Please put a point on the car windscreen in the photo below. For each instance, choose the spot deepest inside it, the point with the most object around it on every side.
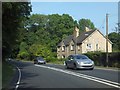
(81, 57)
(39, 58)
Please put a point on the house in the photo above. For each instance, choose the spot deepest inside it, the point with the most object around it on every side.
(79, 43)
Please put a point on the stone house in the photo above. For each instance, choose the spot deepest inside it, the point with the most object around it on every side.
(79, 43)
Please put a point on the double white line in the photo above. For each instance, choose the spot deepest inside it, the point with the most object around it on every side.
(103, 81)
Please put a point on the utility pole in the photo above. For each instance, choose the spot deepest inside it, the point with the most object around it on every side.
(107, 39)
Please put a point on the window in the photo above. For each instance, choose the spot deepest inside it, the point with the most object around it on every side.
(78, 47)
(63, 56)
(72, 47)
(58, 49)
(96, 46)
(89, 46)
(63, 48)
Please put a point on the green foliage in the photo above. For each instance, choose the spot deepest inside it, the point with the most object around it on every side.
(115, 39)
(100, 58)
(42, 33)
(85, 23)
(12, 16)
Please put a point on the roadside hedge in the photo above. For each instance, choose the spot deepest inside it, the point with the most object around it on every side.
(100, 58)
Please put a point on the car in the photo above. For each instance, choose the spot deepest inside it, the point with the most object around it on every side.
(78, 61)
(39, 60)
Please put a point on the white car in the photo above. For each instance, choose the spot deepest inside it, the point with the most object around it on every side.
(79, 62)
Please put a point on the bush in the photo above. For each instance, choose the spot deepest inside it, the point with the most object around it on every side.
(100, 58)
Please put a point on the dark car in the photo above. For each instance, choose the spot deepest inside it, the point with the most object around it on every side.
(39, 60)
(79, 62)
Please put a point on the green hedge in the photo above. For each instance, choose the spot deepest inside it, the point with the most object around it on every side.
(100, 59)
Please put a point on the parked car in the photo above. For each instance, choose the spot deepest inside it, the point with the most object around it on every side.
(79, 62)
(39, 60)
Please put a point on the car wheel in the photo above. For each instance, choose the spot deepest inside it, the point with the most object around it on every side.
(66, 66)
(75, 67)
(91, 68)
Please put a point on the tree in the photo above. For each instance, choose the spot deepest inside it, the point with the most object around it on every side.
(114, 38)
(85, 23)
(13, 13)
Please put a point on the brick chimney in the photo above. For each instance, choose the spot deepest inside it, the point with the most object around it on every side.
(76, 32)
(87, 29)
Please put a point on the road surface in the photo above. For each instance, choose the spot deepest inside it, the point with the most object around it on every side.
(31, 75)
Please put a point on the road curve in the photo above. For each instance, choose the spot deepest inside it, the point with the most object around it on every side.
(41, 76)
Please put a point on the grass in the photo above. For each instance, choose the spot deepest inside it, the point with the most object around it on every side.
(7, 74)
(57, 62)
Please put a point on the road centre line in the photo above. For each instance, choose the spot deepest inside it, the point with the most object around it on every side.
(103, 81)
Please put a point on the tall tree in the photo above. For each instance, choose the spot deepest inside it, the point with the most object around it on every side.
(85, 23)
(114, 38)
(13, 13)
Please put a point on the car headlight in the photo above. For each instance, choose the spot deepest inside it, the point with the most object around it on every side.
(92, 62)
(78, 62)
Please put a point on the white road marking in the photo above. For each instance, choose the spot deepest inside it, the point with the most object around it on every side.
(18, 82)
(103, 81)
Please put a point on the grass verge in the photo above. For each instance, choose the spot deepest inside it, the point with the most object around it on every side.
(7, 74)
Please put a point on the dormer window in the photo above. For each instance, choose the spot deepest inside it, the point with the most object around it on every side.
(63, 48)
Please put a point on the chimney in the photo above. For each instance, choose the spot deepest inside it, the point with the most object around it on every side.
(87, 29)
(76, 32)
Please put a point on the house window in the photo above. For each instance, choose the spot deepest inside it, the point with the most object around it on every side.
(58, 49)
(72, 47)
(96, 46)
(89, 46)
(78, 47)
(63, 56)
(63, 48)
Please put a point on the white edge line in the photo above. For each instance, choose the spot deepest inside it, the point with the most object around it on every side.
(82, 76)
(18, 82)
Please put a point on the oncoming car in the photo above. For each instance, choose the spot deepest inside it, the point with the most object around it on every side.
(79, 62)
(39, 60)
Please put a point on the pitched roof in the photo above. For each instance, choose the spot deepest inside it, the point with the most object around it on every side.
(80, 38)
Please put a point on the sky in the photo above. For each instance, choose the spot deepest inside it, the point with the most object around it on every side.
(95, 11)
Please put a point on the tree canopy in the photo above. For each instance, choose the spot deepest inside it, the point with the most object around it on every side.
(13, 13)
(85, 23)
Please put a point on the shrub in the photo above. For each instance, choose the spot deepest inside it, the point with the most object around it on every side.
------------
§ Problem requirements
Using the data above, print every line exactly, omitting pictures.

§ Exercise answer
Please put a point on the car windscreen in the photo below. For each instance, choose the spot deepest inside it, the point with the most object around it on every side.
(81, 57)
(39, 58)
Please put a point on the house in the photo above. For each instance, choose the spot deepest inside it, the point with the most object around it on every side.
(79, 43)
Please put a point on the stone house in the photo above. For each instance, choose the spot deepest inside it, the point with the most object around it on every side.
(79, 43)
Please put a point on the double white line in the photo above. For each instance, choose the spot deepest inside it, the point with the most object around it on every side.
(103, 81)
Please put a point on the utility pole in the photo above. For each instance, choose the spot deepest inside it, the point with the most object around it on every side.
(107, 39)
Please put a point on the window in the photo above. For each instance, choose the spot deepest inside it, the point with the most object around it on every side.
(78, 47)
(63, 56)
(72, 47)
(58, 49)
(96, 46)
(89, 46)
(63, 48)
Please put a point on the green foliage in the photo above. For each instance, choose the spot deepest inside it, the point with the most object around it on every side.
(115, 39)
(100, 58)
(42, 33)
(85, 23)
(12, 16)
Please put a point on the roadside hedge in the photo above. For each instance, choose the spot deepest inside it, the point with the most object around it on every side.
(100, 58)
Please put a point on the car in the photo above. For each instance, choose the spot deepest inside it, the point with the most object around it on every side.
(78, 61)
(39, 60)
Please put a point on the white car in the photo above. For each instance, choose the spot deepest inside it, the point with the most object around it on every side.
(79, 62)
Please put a point on the bush in the photo above. For each instance, choose the spot deepest inside it, the point with the most object around it on every side.
(100, 58)
Please put a point on the dark car in the photo above. For each instance, choose the spot deepest inside it, the point with the most object around it on every side.
(39, 60)
(79, 62)
Please put a point on the green hedge in the photo above. For each instance, choose the spot deepest inside it, the point with the most object around it on every side.
(100, 59)
Please put a point on the parked car in the photo above. For each instance, choose the spot deepest inside it, the point with the most object around it on every side.
(79, 62)
(39, 60)
Please put a point on the car wheel in the photo above. For each instance, choose the spot deepest inside it, the point with the most object around it on every side.
(66, 66)
(75, 67)
(91, 68)
Please put a point on the tree in the photo above. For each instance, choose the spot deepest inside it, the point with the most object around it on every side.
(114, 38)
(85, 23)
(13, 13)
Please put a point on the brick chimney in the photo above. For each instance, choose the spot deepest inside it, the point with the most object around it on every side.
(76, 32)
(87, 29)
Please put a point on the road surface in the photo above. For each instance, choose the spot deepest inside it, the point with the most object around it on every side.
(31, 75)
Please put a point on the road curve in the photo above. For each instance, choose the spot deepest inside it, the point with the most object around it on every side.
(41, 76)
Please put a point on the grass in the photo above. For each instance, choose the spot deepest inside it, the point with the most object around it on every side.
(7, 74)
(57, 62)
Please put a point on the road centre line in the photo above. For each instance, choose the spot deepest inside it, the point with the most object around it on every side.
(103, 81)
Please put a point on the tall tree in the photo above. For each instance, choose the spot deepest inside it, the point with the most object around it on every side.
(85, 23)
(114, 38)
(13, 13)
Please put a point on the car headlight in the photo above. For each instance, choose the spot deepest inside it, the point with the most object around it on every side.
(92, 62)
(78, 62)
Please put a point on the white road marking in the photo above. For each instance, choose the spot deepest inside it, the point with the most object around it on every side.
(18, 82)
(103, 81)
Please put a point on the grass verge in the photo above. For each instance, choose the spot deepest inside it, the point with the most object around it on every side.
(7, 74)
Please put a point on the dormer window in the photo above. For each instance, choose the spot deepest inside it, the point with the most object around it on every side.
(63, 48)
Please put a point on the chimney in the photo above. For each instance, choose the spot deepest inside it, the point with the most object around it on every side.
(87, 29)
(76, 32)
Please put a point on the house window in the photo above. For each instance, choose the spot deepest inside it, the point with the most object around it on every side.
(58, 49)
(72, 47)
(96, 46)
(89, 46)
(78, 47)
(63, 56)
(63, 48)
Please put a point on the white edge line in the photo above. For each instance, choose the spot deepest inside it, the point with the most object around it on every side.
(82, 76)
(18, 82)
Please put a point on the oncoming car in the photo above. For each instance, choose the spot deepest inside it, the point with the most object around it on every side.
(79, 62)
(39, 60)
Please put a point on the pitched roof in the photo above. For each instance, choose the spot deepest inside it, the point with the most object around it on every side.
(80, 38)
Please put a point on the sky in the photo above. For each instance, choose the spot deepest inside it, the point with the most object around it on every side.
(95, 11)
Please put a point on the tree canopy in the photo above. For each instance, choose the spot deepest inside it, the point with the most object around it on every side.
(13, 13)
(85, 23)
Please put a point on the shrub in the photo above. For each instance, choose the spot deepest inside it, the point with the most object around it on every side.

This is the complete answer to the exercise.